=== RECORDS FOR THIS EXERCISE ===
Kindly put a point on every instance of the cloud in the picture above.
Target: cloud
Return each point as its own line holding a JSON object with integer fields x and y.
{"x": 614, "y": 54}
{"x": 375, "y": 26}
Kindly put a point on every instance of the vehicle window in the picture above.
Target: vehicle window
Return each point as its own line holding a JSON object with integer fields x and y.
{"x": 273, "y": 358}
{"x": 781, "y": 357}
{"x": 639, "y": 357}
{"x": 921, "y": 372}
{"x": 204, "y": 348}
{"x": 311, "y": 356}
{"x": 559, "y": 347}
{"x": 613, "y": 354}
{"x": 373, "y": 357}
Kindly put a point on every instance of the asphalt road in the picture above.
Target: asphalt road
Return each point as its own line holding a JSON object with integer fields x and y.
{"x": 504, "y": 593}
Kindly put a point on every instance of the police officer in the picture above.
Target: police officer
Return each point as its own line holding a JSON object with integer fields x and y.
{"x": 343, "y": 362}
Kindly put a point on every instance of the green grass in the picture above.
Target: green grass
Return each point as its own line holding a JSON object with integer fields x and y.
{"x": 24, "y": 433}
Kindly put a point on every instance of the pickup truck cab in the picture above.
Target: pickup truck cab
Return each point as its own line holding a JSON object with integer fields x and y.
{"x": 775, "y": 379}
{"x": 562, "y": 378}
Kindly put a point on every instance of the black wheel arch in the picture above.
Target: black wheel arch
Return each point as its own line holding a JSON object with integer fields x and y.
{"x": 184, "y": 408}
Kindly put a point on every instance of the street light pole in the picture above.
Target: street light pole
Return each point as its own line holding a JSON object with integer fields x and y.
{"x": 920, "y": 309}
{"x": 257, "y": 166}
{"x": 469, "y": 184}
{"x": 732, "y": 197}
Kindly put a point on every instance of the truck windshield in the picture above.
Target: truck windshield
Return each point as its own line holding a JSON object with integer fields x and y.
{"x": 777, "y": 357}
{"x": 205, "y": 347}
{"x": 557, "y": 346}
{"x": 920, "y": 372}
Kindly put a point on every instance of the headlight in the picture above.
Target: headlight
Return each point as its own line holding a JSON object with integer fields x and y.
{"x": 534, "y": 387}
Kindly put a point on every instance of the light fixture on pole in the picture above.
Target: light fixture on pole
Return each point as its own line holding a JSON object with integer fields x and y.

=== REQUIRED WORK ===
From the records above, pull every line that carries the word "fixture".

=== EXERCISE RESPONSE ===
Kindly put a point on every instance of the light fixture on pole in the picture above.
Target: light fixture on pole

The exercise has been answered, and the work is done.